> 課題: 下に示す喫煙の習慣と禁煙についての文章を、最後の文のあとから書き続けなさい。

> 抜粋文:
儀式、気持ちを整理し、落ち着くための行為(134ページ)

禁煙まず、タバコを取り出します。そしてライターを探る。そして火をつけて深く一服する。

こういった表現は私も嫌いではありません。古い時代の推理小説やハードボイルドタッチの文学作品にはよく書かれています。アーネスト・ヘミングウェイとかね。

煙(けむり)を大きく吸い込んだ後に、フーッと息を吐きます。すると、自分の吐き出した白い煙がユラユラと流れて行きます。それをぼんやりと眺めていると、気分がスーッと落ち着いて行きます。

文字にするとわかりやすいですね。

実は、私はタバコは吸わないんですけどね(笑)。まるでいつもタバコを吸っているような表現でしょう? 禁煙を勧めたりダイエットを行っている側が自分で摂生ができず、タバコを吸っていたり太っているのでは説得力がありません。ですので私は吸わないんですよ。

太っている医者、タバコを吸っている医療関係者やカウンセラーがダイエットや禁煙を勧めても説得力はないでしょう。日本では気にしないようですが、欧米ではそれが当然になっています。

最近、駅や航空機の禁煙の流れを受けて、電子式というタバコのシステムがありますが、私はたぶん愛煙家があれではなかなか満足しないと思われます。

タバコに火をつけて煙を吐き出すというその行為そのものに、満足感を得る人は意外に多いからです。

ただ単に「タバコの味さえすればなんだっていいや」といった感覚の人は少ないのではないでしょうか?

それならタバコ味のガムとかアメで話が終わります(笑)。

時間をかけて電子タバコというシステム自体に慣れ、本人を落ち着かせる効果が得られれば同じような意味があると思いますが、習慣というのは長い時間をかけてその人に定着しています。

ですから、急にシステムを変更し、同じ味がしたところで満足感が得られないんですよ。

同じ意味合いとして考えれば、単純に催眠をかけ「タバコが嫌いになります」とやったり「タバコを吸ってはダメです」と強制したところで、なかなか定着はしないのです。

> 学習資料:

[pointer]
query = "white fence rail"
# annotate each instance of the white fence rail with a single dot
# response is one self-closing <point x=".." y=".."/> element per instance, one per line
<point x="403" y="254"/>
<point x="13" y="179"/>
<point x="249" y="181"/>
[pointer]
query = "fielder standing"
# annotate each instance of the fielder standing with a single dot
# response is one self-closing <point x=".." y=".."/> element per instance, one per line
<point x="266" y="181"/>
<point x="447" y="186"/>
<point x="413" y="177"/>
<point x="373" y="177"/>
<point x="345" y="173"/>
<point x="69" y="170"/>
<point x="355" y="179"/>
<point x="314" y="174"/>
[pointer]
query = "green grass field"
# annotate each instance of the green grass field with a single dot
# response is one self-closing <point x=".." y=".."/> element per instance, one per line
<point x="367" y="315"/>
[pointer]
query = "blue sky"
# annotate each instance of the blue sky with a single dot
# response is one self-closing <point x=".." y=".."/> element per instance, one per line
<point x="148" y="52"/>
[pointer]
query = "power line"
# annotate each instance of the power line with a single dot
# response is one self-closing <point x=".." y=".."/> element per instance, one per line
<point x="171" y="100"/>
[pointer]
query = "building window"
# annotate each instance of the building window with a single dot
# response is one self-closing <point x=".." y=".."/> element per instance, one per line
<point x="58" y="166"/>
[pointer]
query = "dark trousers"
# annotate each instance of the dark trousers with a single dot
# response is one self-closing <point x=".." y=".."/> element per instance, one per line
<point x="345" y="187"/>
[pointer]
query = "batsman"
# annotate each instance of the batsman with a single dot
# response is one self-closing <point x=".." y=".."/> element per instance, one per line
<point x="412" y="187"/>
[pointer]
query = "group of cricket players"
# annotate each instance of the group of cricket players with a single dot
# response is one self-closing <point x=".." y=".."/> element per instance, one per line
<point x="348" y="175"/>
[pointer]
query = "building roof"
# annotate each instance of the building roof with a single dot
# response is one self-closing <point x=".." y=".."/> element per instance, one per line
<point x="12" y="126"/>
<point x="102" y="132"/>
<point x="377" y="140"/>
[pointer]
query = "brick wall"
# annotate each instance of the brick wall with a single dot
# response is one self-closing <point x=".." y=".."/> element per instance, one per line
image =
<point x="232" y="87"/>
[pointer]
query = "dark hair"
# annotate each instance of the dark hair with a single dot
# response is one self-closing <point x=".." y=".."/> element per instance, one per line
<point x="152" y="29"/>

> 解答:
そこには何の満足感もなく「やってはだめだ!」という強制があるからです。

ダイエットも同じでしょう。「ものを嚙み、食べる」というその行為が自分がリラックスしたり落ち着くための儀式になっている場合があります。

ですから単純に催眠を用いて食べるのを禁止したり食べ物が不味いではなく、深呼吸や催眠暗示などを効果的に用い「食べる行為」以外のリラックスや安心感、満足感を与えてあげなければ効果が薄くなります。

習慣化すると人はその「儀式」様式やシステムにこだわり、それに囚われるようになります。それを壊すならば代替えとして用意すべき手順があり、そこを無視しても高い効果は得られません。

催眠を用いてのダイエットや禁煙に失敗する人がいるのは、その辺りを浅く考えるからでしょう。もっと突き詰めて考えるべきなのです。ショーとして一時的に味覚変化や禁煙を行った場合はともかく、恒久的な効果を求めるならその手法では難しくなります。

タバコが身体に悪いのは知識として知っていながら、どうしてもを止められない人にはそれなりの理由があるんですよ。理屈ではなく感情であり慣習なんです。

同じように考えればわかりますが、食べれば太るとわかっていながら、どうしても食べるのを止められない人にもまたそれなりに理由はあるんですよ。

時間が不規則で早朝出社が多く、日々、衆人環視の中で生活している女性アナウンサーなどには食べ歩きだけが趣味って人も結構いますよ? その人に「食べるな!」って強要したらどうなるでしょう?

辞めてしまいますよ? 仕事のほうを。フリーになれば時間的な制約がなくなります。

その気持ち、つまり感情やその手順に本人がこだわる理由、環境に配慮しないとなかなか効果は現れません。他でダイエットや禁煙に挑んで失敗した人が、私の施術と指導の元で解消するケースが多いのは、私がその辺りの感情にも留意して配慮を加えるからです。